Coordinate annotation records:
_____
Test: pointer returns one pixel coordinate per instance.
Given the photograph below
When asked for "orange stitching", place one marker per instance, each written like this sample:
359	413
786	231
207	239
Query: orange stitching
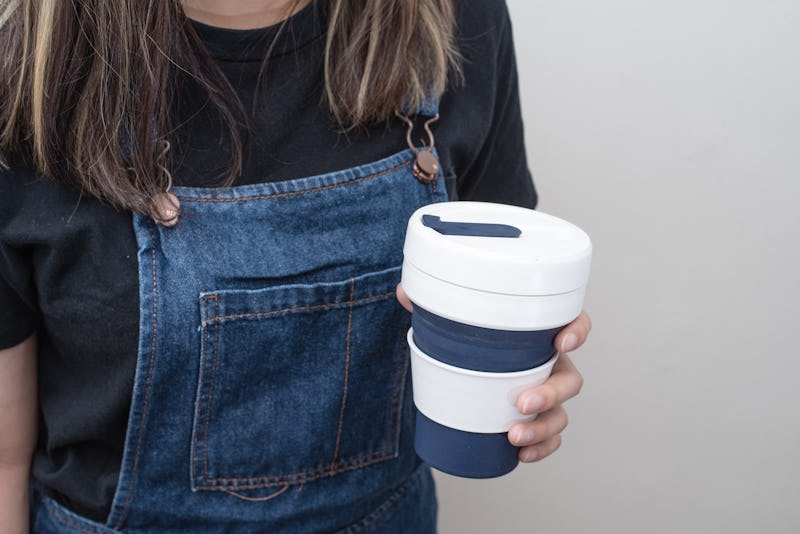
_____
- [Stated problem]:
Output every entry verbatim. Pictures do not belong in the copy.

- [Problem solution]:
Test: pointer returns one pixel coordinate per instance.
Given the photograph below
When asked for "orange stitching", place one marker per instance, each written like this sample:
359	413
786	231
207	239
Query: orange stitching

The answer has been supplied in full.